» Problem set:
[1] Condense the paragraph of the Mandela passage that begins "That discovery came at a time" into a shorter version that keeps its main facts.
[2] Transcribe the section of the Mandela passage starting at "That discovery came" and ending at "the Reagan years.".

» Given passage:
════════════════════
By one measure Mandela's trip was a success before he ever set out. "This is the consolidation of the political credibility of the A.N.C.," declares the Rev. William Howard, past president of the National Council of Churches and a 20-year veteran of the antiapartheid fight in the U.S. "Four or five years ago, the very top leadership couldn't even get a meeting with the person on the Africa desk at the State Department. Now the President has invited Mandela to the White House, and everybody wants to meet with him."

But the joyous reception of Mandela was also a rite of self-congratulation for the American civil rights activists who have used the struggle in South Africa as a rallying cry. Such leaders had started to make connections with the battle against apartheid long ago. The American Committee on Africa, the first antiapartheid organization in the U.S., was created in 1953. But it was during the 1980s that civil rights activists discovered in the fight to free Mandela an effort they could throw themselves into with gusto -- and little moral ambiguity.

That discovery came at a time when the Reagan Administration treated the civil rights agenda with indifference, if not outright hostility, and the movement had become fractured over intractable disagreements about increasingly abstract concerns like affirmative action. By comparison, apartheid was an issue as clear-cut and compelling -- and televisable -- as a segregated lunch counter in Birmingham. It offered a focal point for the inchoate resentments many felt of the greed and selfishness spawned during the Reagan years.

As such, the movement to force colleges and universities to divest their holdings in companies that do business in South Africa captured the imagination of the mostly listless campus generation. "The South African issue caught on in 1985 in a way that no issue had since the 1960s," says Robert Price, a professor of political science at the University of California, Berkeley. "We were briefly back into a period of politicization and mobilization, which we had not seen since the '70s." By now over 150 colleges, 80 cities, 26 states and 17 counties have divested their stock in companies that do business with South Africa.
════════════════════
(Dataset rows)
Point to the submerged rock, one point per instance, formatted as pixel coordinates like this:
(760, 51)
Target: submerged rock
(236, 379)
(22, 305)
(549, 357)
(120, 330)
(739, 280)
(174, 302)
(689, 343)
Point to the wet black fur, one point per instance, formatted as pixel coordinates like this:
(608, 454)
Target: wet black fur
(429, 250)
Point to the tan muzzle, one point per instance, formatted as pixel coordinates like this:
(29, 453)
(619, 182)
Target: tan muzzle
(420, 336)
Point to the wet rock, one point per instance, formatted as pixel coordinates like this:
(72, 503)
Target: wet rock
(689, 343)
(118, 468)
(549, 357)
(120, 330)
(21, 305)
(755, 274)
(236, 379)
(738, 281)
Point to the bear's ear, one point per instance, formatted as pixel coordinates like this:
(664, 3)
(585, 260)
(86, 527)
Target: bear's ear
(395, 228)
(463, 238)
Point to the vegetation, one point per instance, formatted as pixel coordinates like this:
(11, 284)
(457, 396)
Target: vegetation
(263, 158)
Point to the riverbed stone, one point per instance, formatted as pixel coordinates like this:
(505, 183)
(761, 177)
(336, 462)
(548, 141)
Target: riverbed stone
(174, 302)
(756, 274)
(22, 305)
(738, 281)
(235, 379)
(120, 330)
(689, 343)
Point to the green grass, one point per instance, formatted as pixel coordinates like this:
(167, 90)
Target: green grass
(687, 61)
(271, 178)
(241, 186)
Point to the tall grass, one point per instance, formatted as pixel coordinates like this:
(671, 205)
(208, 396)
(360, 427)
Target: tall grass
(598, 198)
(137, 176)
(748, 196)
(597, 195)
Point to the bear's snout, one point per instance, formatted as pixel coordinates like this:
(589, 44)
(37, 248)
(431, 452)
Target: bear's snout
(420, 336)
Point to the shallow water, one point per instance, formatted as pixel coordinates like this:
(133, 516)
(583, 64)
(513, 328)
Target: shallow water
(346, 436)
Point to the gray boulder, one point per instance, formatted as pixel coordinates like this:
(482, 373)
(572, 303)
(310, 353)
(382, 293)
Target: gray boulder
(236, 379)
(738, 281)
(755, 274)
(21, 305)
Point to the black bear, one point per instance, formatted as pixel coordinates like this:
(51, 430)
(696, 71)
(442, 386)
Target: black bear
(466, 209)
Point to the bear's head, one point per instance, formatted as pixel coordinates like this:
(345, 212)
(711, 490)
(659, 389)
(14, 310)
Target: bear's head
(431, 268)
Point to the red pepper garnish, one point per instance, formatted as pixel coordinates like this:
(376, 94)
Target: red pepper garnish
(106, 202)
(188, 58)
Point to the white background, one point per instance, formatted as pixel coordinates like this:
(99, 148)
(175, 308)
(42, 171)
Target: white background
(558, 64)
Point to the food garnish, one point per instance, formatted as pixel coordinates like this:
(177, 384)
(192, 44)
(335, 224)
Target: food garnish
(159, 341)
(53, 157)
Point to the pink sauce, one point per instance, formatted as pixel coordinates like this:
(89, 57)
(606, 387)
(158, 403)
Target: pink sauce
════════════════════
» Solutions to the problems:
[1] Civil rights activists found the antiapartheid cause while the Reagan Administration was indifferent or hostile to their agenda and the movement was split over abstract issues like affirmative action. Apartheid, by contrast, was as clear-cut, compelling and televisable as a segregated lunch counter in Birmingham. It gave many people a focus for their resentment of the greed and selfishness of the Reagan years.

[2]
That discovery came at a time when the Reagan Administration treated the civil rights agenda with indifference, if not outright hostility, and the movement had become fractured over intractable disagreements about increasingly abstract concerns like affirmative action. By comparison, apartheid was an issue as clear-cut and compelling -- and televisable -- as a segregated lunch counter in Birmingham. It offered a focal point for the inchoate resentments many felt of the greed and selfishness spawned during the Reagan years.